[start Data extract]

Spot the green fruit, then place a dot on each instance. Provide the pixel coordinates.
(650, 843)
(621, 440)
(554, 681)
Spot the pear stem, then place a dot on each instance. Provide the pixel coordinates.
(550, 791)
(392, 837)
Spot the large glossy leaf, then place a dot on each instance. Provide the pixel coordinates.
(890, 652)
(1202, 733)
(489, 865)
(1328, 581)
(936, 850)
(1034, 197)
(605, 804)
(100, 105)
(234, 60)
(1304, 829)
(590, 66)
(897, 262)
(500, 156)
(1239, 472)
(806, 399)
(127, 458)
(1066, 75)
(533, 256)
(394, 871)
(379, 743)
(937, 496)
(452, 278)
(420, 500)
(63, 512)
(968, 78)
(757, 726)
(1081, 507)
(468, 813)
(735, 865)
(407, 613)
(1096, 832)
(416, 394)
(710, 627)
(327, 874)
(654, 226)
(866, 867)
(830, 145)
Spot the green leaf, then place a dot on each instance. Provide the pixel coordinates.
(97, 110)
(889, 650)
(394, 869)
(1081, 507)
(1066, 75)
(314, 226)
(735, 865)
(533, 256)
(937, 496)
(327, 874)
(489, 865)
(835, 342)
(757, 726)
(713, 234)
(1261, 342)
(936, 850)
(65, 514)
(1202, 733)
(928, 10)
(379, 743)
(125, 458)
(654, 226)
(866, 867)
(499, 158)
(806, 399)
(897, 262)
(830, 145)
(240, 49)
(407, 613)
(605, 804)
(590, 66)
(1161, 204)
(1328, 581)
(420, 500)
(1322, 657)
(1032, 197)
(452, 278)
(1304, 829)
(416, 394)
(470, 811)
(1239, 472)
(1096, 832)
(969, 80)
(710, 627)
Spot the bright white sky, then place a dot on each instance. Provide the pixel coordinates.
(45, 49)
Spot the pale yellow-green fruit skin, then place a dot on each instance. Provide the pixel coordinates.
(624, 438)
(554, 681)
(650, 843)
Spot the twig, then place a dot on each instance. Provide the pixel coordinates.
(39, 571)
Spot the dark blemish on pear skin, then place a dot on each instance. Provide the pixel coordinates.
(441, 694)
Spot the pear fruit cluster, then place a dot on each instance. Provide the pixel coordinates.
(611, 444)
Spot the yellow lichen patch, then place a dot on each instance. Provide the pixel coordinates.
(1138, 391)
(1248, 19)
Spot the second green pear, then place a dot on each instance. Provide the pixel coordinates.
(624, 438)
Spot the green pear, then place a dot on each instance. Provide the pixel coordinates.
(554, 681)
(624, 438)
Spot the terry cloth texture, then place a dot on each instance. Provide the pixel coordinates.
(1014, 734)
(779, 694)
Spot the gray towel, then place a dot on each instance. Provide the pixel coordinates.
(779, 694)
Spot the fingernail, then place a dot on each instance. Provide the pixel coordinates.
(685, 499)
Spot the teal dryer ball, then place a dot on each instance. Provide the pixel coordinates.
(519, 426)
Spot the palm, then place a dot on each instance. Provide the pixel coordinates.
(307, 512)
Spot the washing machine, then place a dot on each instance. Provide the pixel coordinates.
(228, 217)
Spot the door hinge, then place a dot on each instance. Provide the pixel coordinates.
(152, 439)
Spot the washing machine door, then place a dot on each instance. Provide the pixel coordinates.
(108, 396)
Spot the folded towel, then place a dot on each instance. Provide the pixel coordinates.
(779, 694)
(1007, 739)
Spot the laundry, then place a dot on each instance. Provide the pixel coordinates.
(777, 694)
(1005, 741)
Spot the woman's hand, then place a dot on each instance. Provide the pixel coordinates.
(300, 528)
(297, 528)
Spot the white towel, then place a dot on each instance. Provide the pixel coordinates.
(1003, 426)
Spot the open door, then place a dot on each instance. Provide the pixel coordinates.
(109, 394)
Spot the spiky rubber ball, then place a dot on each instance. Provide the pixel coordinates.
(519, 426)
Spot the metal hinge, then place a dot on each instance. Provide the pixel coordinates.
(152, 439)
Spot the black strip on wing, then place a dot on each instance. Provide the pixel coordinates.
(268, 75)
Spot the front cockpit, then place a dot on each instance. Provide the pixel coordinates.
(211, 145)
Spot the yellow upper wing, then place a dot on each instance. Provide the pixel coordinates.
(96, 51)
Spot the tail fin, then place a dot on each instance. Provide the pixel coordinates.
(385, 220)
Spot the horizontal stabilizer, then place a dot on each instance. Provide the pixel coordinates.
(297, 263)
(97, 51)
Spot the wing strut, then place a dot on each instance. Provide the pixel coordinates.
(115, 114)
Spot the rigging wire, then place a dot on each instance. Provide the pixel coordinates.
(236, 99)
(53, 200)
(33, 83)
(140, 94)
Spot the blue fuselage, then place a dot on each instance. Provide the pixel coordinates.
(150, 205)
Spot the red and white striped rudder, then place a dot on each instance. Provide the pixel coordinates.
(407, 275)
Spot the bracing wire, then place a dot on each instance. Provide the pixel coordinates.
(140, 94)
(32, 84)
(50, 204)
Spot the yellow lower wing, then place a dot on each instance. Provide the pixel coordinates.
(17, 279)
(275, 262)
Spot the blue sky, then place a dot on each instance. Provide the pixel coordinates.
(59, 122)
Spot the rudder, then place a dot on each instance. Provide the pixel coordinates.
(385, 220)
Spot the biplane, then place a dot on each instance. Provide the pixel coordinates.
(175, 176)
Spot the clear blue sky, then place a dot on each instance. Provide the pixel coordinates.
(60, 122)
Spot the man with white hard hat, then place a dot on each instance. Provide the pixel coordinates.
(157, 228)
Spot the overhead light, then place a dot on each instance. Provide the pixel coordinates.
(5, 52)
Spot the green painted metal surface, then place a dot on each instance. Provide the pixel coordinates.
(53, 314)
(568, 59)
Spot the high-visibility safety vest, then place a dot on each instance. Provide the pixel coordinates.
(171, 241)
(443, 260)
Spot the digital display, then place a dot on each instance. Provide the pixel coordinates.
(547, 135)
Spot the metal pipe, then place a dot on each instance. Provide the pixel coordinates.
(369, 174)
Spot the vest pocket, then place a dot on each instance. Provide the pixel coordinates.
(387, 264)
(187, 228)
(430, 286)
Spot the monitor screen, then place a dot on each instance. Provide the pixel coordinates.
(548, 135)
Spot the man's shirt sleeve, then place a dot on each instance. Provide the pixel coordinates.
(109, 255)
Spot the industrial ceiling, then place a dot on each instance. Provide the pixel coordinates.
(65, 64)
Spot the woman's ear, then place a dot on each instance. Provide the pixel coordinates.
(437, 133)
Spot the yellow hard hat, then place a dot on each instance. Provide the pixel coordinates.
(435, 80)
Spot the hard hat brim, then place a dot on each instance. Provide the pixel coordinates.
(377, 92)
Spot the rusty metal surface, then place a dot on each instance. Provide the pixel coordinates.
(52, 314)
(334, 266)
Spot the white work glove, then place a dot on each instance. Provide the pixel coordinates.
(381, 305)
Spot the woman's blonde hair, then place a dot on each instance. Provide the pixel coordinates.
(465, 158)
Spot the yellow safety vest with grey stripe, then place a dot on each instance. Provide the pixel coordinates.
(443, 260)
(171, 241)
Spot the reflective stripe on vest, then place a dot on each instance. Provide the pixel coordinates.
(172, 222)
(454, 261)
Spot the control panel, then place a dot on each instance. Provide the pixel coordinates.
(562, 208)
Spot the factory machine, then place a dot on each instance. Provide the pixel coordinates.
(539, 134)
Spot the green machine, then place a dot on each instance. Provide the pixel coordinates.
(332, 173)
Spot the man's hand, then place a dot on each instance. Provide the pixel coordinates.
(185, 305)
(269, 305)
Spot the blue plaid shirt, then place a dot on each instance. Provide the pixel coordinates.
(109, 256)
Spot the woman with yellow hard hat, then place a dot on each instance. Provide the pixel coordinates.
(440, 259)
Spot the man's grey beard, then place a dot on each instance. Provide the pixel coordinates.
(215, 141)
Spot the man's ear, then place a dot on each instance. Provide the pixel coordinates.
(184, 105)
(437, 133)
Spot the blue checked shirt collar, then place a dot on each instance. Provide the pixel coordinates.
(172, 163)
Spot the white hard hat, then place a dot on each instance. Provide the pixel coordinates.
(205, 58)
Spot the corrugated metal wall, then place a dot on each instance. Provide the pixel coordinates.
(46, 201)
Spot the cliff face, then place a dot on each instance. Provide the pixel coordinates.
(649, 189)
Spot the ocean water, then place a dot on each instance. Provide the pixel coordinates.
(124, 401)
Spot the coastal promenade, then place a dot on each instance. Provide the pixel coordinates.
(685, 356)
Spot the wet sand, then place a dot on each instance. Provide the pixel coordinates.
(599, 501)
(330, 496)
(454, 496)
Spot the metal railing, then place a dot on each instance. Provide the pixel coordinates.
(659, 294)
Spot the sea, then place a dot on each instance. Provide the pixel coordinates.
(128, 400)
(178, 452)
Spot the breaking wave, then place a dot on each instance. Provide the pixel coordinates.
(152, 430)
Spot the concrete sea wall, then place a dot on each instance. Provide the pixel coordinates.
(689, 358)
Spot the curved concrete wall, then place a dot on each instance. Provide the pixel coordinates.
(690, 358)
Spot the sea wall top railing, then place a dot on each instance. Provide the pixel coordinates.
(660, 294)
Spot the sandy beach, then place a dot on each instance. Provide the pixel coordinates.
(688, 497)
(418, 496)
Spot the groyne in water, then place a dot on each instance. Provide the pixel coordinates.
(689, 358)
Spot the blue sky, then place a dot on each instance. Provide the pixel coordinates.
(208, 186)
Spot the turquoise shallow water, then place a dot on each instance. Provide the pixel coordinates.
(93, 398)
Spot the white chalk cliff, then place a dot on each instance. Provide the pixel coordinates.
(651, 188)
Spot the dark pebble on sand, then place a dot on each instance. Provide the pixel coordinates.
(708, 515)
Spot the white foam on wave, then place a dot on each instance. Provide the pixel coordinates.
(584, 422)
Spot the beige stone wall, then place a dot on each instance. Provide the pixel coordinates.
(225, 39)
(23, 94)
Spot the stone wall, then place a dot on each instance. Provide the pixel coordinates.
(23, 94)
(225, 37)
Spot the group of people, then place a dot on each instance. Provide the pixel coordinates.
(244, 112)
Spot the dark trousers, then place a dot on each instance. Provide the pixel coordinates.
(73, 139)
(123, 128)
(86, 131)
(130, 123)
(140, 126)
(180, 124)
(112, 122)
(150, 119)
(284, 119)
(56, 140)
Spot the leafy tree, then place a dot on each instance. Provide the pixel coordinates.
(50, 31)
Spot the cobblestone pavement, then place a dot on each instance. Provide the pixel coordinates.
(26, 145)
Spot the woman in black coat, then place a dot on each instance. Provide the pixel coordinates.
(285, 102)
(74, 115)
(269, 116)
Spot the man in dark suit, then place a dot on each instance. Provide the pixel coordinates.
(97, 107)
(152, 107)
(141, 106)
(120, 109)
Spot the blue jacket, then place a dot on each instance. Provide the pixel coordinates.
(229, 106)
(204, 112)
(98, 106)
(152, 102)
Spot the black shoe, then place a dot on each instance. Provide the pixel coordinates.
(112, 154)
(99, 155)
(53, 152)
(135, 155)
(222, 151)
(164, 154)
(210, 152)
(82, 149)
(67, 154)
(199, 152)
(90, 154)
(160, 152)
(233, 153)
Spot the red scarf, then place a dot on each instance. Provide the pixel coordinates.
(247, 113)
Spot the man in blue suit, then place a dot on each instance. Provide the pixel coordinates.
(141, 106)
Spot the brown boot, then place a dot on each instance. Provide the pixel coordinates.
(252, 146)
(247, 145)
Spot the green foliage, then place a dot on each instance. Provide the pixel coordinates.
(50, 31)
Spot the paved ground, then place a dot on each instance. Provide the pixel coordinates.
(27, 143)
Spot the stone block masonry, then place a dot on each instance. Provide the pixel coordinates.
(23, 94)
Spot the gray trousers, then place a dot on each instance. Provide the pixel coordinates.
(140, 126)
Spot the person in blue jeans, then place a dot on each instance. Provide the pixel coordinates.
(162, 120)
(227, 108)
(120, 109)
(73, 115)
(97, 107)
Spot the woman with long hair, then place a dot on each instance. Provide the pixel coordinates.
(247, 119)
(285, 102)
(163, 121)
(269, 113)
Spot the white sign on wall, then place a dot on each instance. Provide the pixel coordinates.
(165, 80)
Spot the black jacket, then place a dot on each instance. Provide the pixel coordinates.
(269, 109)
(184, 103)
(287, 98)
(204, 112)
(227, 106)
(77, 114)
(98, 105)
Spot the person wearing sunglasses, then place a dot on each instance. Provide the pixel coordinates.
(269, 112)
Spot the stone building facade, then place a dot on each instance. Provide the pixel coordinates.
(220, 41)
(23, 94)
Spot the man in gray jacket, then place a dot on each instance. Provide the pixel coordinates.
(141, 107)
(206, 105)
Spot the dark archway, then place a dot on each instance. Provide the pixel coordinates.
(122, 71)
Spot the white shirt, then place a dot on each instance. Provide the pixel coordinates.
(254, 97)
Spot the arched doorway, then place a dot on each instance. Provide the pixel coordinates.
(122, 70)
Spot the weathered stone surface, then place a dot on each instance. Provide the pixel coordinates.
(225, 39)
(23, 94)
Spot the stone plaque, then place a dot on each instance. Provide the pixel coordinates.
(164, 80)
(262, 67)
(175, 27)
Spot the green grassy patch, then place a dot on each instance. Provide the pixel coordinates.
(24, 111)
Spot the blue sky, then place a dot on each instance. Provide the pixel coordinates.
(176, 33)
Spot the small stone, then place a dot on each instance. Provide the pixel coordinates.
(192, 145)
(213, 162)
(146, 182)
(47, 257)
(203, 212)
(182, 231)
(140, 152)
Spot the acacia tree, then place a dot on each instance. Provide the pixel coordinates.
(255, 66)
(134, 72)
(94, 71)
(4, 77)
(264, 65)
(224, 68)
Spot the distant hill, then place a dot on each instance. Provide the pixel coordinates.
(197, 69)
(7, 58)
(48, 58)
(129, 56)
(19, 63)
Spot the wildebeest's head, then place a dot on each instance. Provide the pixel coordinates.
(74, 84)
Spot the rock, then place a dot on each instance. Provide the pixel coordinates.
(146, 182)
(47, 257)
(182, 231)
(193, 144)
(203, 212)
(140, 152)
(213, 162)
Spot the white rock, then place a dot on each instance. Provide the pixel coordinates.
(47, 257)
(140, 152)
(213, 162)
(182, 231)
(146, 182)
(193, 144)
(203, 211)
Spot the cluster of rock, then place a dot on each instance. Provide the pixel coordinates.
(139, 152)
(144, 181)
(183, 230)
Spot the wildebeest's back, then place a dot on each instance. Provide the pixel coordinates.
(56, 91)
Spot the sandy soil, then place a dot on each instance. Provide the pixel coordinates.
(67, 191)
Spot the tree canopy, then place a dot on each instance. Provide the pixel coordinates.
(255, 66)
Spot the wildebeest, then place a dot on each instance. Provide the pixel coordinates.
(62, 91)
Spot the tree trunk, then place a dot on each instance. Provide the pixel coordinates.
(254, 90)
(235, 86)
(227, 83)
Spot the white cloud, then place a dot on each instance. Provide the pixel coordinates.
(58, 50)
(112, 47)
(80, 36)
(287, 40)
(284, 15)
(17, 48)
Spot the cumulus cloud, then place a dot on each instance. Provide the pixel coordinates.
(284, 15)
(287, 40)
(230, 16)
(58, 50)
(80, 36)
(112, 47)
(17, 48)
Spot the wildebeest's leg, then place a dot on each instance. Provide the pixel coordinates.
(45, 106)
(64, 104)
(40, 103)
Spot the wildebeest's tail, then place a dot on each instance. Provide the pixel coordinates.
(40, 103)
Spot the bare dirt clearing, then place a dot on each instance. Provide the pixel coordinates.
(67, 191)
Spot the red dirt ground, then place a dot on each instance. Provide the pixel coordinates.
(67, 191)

[end Data extract]

§ Brief
Repeat word for word every line from the one that holds "Spot the sandy soil, then" to the end. Both ends count.

§ Final result
Spot the sandy soil, then place a dot on each instance. Provide the pixel coordinates.
(67, 191)
Spot the tree canopy, then place a dot on each instance. Provide the pixel coordinates.
(255, 66)
Spot the wildebeest, then place a dot on each instance. Provide the pixel coordinates.
(62, 91)
Spot the tree trunk, then place a dot on each instance. Provide the pixel coordinates.
(254, 90)
(235, 86)
(227, 83)
Spot the white cloud, then place a dot on each instance. Provide the pixel coordinates.
(58, 50)
(112, 47)
(80, 36)
(287, 40)
(284, 15)
(17, 48)
Spot the cumulus cloud, then place a dot on each instance. Provide the pixel coordinates.
(284, 15)
(287, 40)
(230, 16)
(58, 50)
(80, 36)
(112, 47)
(17, 48)
Spot the wildebeest's leg, then place a dot on each instance. Provide the pixel coordinates.
(45, 106)
(64, 104)
(40, 103)
Spot the wildebeest's tail, then place a dot on each instance. Provide the pixel coordinates.
(40, 103)
Spot the bare dirt clearing, then place a dot on each instance. Provide the pixel coordinates.
(67, 191)
Spot the red dirt ground, then place a dot on each instance. Provide the pixel coordinates.
(67, 191)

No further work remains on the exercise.